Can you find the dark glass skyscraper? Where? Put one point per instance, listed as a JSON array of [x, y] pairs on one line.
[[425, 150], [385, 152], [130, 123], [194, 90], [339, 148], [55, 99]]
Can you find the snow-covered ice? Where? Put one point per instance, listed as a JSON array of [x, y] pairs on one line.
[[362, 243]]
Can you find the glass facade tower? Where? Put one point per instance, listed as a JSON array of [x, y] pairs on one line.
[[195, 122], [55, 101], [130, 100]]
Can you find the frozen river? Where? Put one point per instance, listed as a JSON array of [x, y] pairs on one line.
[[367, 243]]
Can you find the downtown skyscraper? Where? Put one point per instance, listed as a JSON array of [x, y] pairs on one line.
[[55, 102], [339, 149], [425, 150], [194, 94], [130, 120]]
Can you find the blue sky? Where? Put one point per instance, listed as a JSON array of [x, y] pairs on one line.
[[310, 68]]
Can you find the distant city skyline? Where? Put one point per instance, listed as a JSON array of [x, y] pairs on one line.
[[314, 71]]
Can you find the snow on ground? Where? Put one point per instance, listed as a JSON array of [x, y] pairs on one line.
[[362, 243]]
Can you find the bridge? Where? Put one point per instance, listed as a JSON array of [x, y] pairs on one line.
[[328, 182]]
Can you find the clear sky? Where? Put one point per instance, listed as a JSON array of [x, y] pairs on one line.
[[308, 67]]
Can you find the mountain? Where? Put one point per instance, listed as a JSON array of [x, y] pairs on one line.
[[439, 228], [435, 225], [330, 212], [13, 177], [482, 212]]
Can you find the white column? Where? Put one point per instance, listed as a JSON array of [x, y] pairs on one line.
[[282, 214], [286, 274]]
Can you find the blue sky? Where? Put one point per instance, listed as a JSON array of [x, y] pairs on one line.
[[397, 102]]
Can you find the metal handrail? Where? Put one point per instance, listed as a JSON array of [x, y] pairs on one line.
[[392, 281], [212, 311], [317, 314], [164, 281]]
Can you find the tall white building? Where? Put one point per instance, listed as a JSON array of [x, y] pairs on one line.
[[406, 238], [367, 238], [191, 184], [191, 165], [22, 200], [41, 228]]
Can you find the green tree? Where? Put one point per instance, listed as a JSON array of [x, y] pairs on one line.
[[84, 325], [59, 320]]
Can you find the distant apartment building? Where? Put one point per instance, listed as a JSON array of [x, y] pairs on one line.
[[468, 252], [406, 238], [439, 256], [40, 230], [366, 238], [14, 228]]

+--

**EXERCISE:**
Output everything in the records from the line containing "Can you find the clear" down to the line containing "[[84, 325], [59, 320]]", both lines included, copied character for character.

**ANSWER TO THE EXERCISE:**
Can you find the clear sky? Where? Put one point per instance, listed as a JSON array of [x, y] pairs on one line.
[[308, 67]]
Can you find the mountain? Where? Put one point per instance, listed as a JSON array of [x, y] pairs on one line.
[[439, 228], [435, 225], [330, 212], [13, 177], [482, 212]]
Can you find the white column? Where? Put one point per instance, listed as a JSON array of [x, y] pairs on one line.
[[282, 214], [286, 274]]
Can you find the blue sky? Where? Put one point per instance, listed as a JSON array of [x, y] pairs on one line.
[[397, 102]]
Can you find the metal handrail? Where? Put one point per instance, listed as a JSON array of [x, y] pairs on one line.
[[392, 281], [212, 311], [317, 314], [164, 281]]
Can you find the tall white building? Where? Put one point per instance, listed as a JSON array of [x, y] pairs on one line.
[[406, 238], [367, 238], [191, 184], [191, 165], [22, 200], [41, 228]]
Can you find the green tree? Where? Put one point per instance, listed as a JSON array of [x, y] pairs on one line.
[[84, 325], [59, 320]]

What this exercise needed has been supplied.